ENTRIES SUPPLIED Block Start

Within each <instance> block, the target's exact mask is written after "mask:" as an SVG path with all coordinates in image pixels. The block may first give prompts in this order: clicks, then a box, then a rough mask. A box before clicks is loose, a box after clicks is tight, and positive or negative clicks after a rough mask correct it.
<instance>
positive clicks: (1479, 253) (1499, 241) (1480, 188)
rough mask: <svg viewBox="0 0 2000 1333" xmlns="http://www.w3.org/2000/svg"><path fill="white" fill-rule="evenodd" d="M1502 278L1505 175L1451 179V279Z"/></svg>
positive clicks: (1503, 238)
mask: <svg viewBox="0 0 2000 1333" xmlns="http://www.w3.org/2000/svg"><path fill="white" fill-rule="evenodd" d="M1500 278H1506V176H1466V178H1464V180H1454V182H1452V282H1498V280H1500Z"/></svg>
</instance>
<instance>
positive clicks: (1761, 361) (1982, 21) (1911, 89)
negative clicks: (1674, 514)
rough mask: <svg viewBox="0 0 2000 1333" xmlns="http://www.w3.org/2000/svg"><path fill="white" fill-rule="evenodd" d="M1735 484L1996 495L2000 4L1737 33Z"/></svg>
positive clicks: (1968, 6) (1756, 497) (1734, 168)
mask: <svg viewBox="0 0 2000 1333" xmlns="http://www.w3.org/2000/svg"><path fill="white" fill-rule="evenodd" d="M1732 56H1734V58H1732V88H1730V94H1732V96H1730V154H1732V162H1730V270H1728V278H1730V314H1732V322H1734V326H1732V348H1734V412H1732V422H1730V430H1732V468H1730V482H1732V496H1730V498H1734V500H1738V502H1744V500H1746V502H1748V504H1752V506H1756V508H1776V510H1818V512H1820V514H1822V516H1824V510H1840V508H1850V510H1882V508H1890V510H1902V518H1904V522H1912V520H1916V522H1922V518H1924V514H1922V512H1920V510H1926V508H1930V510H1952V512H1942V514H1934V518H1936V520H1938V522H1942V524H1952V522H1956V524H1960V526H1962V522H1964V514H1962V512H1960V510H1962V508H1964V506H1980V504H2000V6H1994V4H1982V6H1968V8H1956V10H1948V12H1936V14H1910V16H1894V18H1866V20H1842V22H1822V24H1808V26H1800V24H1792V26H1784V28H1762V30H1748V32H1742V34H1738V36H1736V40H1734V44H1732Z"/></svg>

ENTRIES SUPPLIED Block End

**PROMPT**
An exact copy of the lines above between the line holding "positive clicks: (1761, 361)" and the line holding "484L1996 495L2000 4L1737", inclusive, is the whole answer.

**ANSWER**
positive clicks: (1761, 361) (1982, 21) (1911, 89)
negative clicks: (1674, 514)
rough mask: <svg viewBox="0 0 2000 1333" xmlns="http://www.w3.org/2000/svg"><path fill="white" fill-rule="evenodd" d="M1735 484L1996 495L2000 4L1737 33Z"/></svg>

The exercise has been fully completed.